» **Aim of the exercise**: Arrange each line of the items below as a Markdown table with two columns, Row and Item line, and skip any blank lines. Leave the pictures out of your answer.

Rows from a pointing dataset

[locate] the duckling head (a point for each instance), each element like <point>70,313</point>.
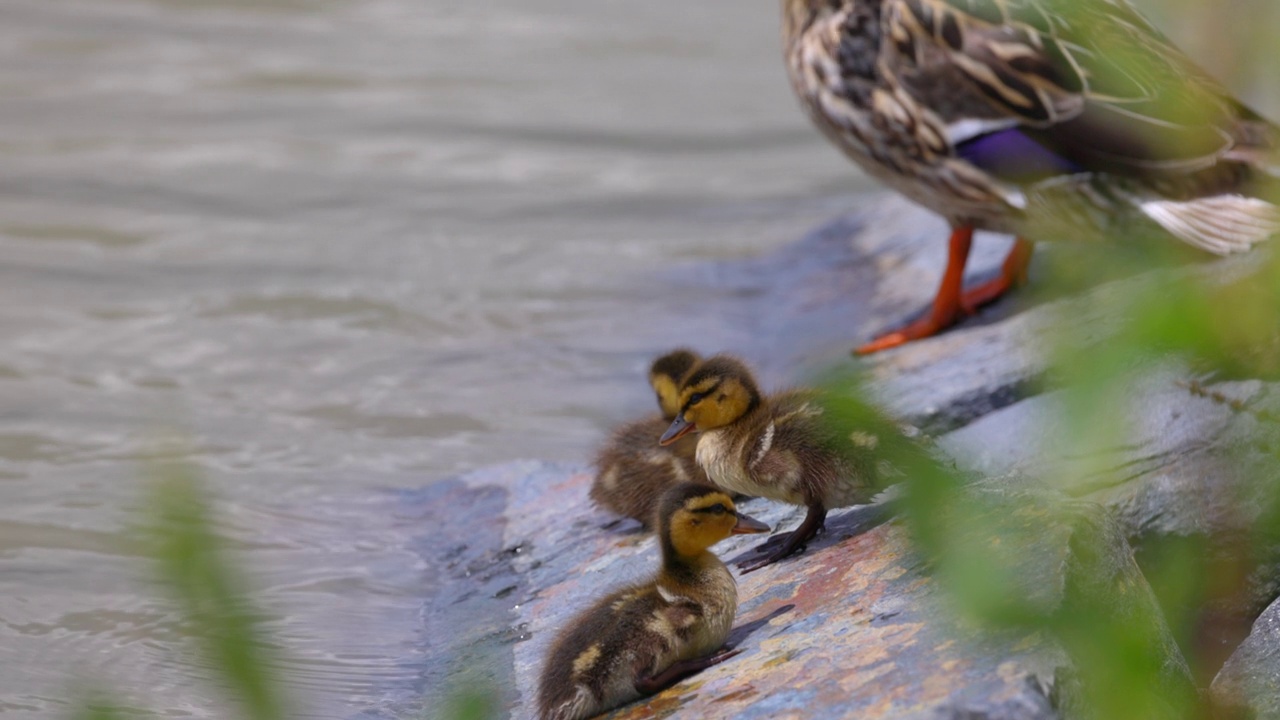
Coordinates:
<point>666,374</point>
<point>717,393</point>
<point>691,518</point>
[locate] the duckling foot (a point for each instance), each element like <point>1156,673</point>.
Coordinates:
<point>682,669</point>
<point>789,543</point>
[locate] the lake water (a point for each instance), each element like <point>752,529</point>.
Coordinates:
<point>336,247</point>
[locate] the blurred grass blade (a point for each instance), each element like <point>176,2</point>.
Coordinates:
<point>210,595</point>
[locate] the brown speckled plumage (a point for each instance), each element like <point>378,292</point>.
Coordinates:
<point>1048,119</point>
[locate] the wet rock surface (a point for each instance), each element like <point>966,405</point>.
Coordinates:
<point>858,627</point>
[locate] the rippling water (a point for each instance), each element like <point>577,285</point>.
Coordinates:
<point>339,247</point>
<point>342,246</point>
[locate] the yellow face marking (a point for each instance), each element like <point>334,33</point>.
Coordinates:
<point>668,395</point>
<point>716,402</point>
<point>659,625</point>
<point>586,659</point>
<point>703,522</point>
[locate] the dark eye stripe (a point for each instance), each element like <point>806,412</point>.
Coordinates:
<point>699,396</point>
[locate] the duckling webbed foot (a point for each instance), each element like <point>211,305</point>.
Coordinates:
<point>789,543</point>
<point>682,669</point>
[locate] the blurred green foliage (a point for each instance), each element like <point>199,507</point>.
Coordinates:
<point>192,565</point>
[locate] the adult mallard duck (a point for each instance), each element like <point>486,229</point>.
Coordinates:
<point>1046,119</point>
<point>641,638</point>
<point>776,446</point>
<point>632,470</point>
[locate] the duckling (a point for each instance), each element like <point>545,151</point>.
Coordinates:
<point>632,470</point>
<point>643,638</point>
<point>773,447</point>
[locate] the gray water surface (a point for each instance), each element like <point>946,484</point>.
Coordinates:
<point>337,247</point>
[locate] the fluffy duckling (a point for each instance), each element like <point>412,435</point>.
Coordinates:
<point>776,447</point>
<point>632,470</point>
<point>643,638</point>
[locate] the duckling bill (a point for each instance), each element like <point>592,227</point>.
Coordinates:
<point>647,637</point>
<point>776,447</point>
<point>632,470</point>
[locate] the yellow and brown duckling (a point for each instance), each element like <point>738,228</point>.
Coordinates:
<point>776,447</point>
<point>632,470</point>
<point>643,638</point>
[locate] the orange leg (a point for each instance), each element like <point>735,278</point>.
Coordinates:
<point>952,301</point>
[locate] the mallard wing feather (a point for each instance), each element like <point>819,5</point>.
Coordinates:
<point>1029,90</point>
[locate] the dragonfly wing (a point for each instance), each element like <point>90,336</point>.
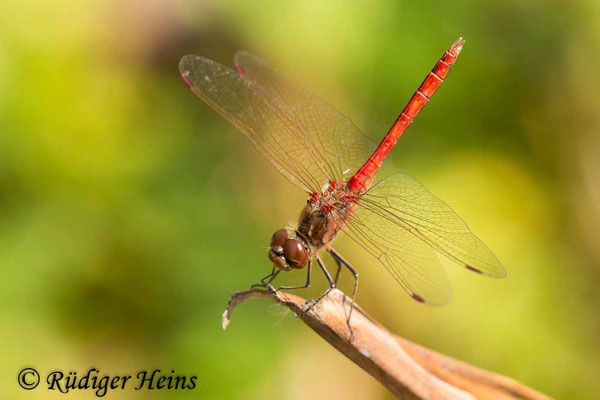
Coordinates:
<point>265,119</point>
<point>411,262</point>
<point>340,143</point>
<point>409,207</point>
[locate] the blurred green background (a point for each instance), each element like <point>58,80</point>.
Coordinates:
<point>129,210</point>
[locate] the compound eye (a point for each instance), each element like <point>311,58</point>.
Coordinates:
<point>295,253</point>
<point>279,237</point>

» **Written reply**:
| Row | Item line |
|---|---|
| 1 | [locate] the duckling head (a point for each instance), each element like <point>70,313</point>. |
| 2 | Coordinates: |
| 3 | <point>666,374</point> |
| 4 | <point>717,393</point> |
| 5 | <point>691,518</point> |
| 6 | [locate] the duckling foot (a point for each instance), each element like <point>1156,673</point>. |
| 7 | Coordinates: |
| 8 | <point>682,669</point> |
| 9 | <point>789,543</point> |
| 10 | [locate] the lake water (a point for each instance), each element like <point>752,529</point>. |
| 11 | Coordinates: |
| 12 | <point>336,247</point> |
| 13 | [locate] the blurred grass blade (a point for each instance), each element like <point>176,2</point>. |
| 14 | Coordinates: |
| 15 | <point>210,595</point> |
| 16 | [locate] the brown speckled plumage (a point for each instance), each element like <point>378,292</point>. |
| 17 | Coordinates: |
| 18 | <point>1048,119</point> |
| 19 | [locate] the wet rock surface (a point for each instance), each element like <point>966,405</point>. |
| 20 | Coordinates: |
| 21 | <point>858,627</point> |
| 22 | [locate] the rippling water (a point for each instance), each element like <point>577,285</point>. |
| 23 | Coordinates: |
| 24 | <point>339,247</point> |
| 25 | <point>342,246</point> |
| 26 | [locate] the yellow face marking (a point for each instance), each element like <point>334,33</point>. |
| 27 | Coordinates: |
| 28 | <point>668,395</point> |
| 29 | <point>716,402</point> |
| 30 | <point>659,625</point> |
| 31 | <point>586,659</point> |
| 32 | <point>703,522</point> |
| 33 | [locate] the dark eye stripe (a point for each instance), each element like <point>806,412</point>. |
| 34 | Coordinates: |
| 35 | <point>699,396</point> |
| 36 | [locate] the duckling webbed foot (a point for each instance), each element like <point>211,305</point>. |
| 37 | Coordinates: |
| 38 | <point>789,543</point> |
| 39 | <point>682,669</point> |
| 40 | [locate] the blurred green foliage (a point for each instance), each element like <point>199,507</point>. |
| 41 | Coordinates: |
| 42 | <point>192,565</point> |
| 43 | [locate] the adult mallard duck (a point for each instance), each element like <point>486,229</point>. |
| 44 | Coordinates: |
| 45 | <point>1046,119</point> |
| 46 | <point>641,638</point> |
| 47 | <point>776,446</point> |
| 48 | <point>632,470</point> |
| 49 | [locate] the duckling (a point for each instance), each element like <point>545,151</point>. |
| 50 | Coordinates: |
| 51 | <point>632,470</point> |
| 52 | <point>643,638</point> |
| 53 | <point>773,447</point> |
| 54 | [locate] the gray water surface (a point for each instance), each element like <point>946,484</point>. |
| 55 | Coordinates: |
| 56 | <point>337,247</point> |
| 57 | [locate] the fluffy duckling (a point for each instance), each element like <point>412,435</point>. |
| 58 | Coordinates: |
| 59 | <point>776,447</point> |
| 60 | <point>632,470</point> |
| 61 | <point>643,638</point> |
| 62 | [locate] the duckling bill (a point for each instance), each element like <point>592,227</point>. |
| 63 | Coordinates: |
| 64 | <point>647,637</point> |
| 65 | <point>776,447</point> |
| 66 | <point>632,470</point> |
| 67 | [locate] the yellow and brown duckling (a point for each instance), each element like <point>738,228</point>. |
| 68 | Coordinates: |
| 69 | <point>776,447</point> |
| 70 | <point>632,470</point> |
| 71 | <point>643,638</point> |
| 72 | [locate] the orange leg (a point for each instance), each element like <point>735,278</point>. |
| 73 | Coordinates: |
| 74 | <point>952,301</point> |
| 75 | [locate] the mallard wing feather (a point for each instance), each element like <point>819,5</point>. |
| 76 | Coordinates: |
| 77 | <point>1029,90</point> |
| 78 | [locate] the dragonfly wing (a point for each instance), each element like <point>90,336</point>. |
| 79 | Coordinates: |
| 80 | <point>265,119</point> |
| 81 | <point>411,262</point> |
| 82 | <point>340,143</point> |
| 83 | <point>409,207</point> |
| 84 | [locate] the blurred green background (a point for each instance), each element like <point>58,80</point>. |
| 85 | Coordinates: |
| 86 | <point>129,210</point> |
| 87 | [locate] the compound eye (a point for each instance), each element like <point>311,58</point>. |
| 88 | Coordinates: |
| 89 | <point>295,253</point> |
| 90 | <point>279,237</point> |